### Problem set
1. In the summer cooking thread, copy word for word the passage starting at "Had the WSM" and ending at "in the WSM.".
2. Answer these questions from the summer cooking thread:
(a) What did blhunter3 cook as a big experiment?
(b) What wood did MossyMO smoke the brisket with?
(c) How much did MossyMO's untrimmed brisket weigh at the start?

# What You Cooking This Summer???



## AdamFisk (Jan 30, 2005)

I've done my fair share of grilling and cooking in the past, but this summer I've graduate from my gas Weber to charcoal Weber and Bradley smoker....I've done a few things so far and they all have been pretty damn good. My brisket needs work though!!

MossyMo I know you're a big smoker and have seen you on the Smoking Meats forum when I'be been researching info. Keep sharing your good food!!















Wood fire grilled pizza!!!





Another....







And tonight, med rare sirloin tip roast....Leftovers will make for some awesome steak sandwiches with cheese, honey mustard, horseradish sauce and toasted telara rolls....





Post up what you got!!!


----------



## Pellet_fire_177 (Aug 3, 2013)

My cookin would no where near compare to yours! Nice work


----------



## blhunter3 (May 5, 2007)

My big experiment was cooking catfish but I forgot to take a picture because it was so good.


----------



## fieldgeneral (Feb 12, 2013)

Those pics make me hungry. Well done!


----------



## MossyMO (Feb 12, 2004)

Good looking eats and some fine cooking there Adam! I will do my best to post cooking projects more often if you like...

Here is a brisket I did last weekend!

Started with a 14 pound untrimmed brisket, injected with homemade smoked au jus from the prime rib cook a week ago and refrigerated the brisket overnight, then trimmed and also seasoned with Tatonka Dust.


-----

Had the WSM holding steady between 235º and 250º the entire cook smoking with cherry.


-----

Here is the brisket about 7 hours in just prior to separating (internal meat temp of 175º) the point and foiling the flat to go back in the WSM.

### Data entries
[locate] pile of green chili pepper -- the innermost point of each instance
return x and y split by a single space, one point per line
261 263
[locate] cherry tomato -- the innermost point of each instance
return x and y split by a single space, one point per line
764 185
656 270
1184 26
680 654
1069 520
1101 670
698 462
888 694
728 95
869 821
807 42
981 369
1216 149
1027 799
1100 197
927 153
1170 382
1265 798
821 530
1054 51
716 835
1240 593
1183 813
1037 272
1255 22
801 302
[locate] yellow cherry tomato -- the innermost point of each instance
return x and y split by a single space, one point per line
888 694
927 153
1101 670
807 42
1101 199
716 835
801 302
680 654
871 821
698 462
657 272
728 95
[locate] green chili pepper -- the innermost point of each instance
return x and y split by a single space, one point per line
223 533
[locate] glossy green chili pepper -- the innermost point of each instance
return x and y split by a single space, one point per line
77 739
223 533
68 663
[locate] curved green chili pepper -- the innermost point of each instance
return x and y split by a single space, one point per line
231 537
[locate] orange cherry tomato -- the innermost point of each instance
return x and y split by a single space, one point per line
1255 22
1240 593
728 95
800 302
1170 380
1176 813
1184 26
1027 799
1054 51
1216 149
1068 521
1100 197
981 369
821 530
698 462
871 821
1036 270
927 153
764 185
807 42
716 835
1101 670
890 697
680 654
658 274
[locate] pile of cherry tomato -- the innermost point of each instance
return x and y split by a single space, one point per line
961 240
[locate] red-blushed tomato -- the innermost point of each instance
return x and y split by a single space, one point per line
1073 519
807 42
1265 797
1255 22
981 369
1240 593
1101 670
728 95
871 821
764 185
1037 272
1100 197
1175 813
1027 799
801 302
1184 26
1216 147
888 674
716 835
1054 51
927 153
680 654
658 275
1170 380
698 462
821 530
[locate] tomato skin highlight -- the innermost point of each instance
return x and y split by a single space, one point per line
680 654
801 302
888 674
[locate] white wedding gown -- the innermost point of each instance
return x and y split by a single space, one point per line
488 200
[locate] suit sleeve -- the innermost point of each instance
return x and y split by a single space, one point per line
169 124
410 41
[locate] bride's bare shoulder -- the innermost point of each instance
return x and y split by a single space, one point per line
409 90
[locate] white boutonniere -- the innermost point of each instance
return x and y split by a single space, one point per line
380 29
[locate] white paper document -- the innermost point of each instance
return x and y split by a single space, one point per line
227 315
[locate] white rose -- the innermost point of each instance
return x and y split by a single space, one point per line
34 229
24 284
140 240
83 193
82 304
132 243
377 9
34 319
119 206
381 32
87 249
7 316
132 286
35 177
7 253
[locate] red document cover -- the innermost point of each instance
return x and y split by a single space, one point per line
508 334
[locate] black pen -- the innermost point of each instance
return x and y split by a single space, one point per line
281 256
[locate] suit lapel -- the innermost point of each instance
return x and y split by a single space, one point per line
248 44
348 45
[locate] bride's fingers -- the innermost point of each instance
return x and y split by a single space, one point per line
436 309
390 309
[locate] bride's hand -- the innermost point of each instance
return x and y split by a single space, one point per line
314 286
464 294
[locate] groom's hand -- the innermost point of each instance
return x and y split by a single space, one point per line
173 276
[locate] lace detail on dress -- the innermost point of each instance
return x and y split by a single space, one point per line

### Written answers
1.
Had the WSM holding steady between 235º and 250º the entire cook smoking with cherry.


-----

Here is the brisket about 7 hours in just prior to separating (internal meat temp of 175º) the point and foiling the flat to go back in the WSM.

2.
(a) Catfish
(b) Cherry
(c) 14 pounds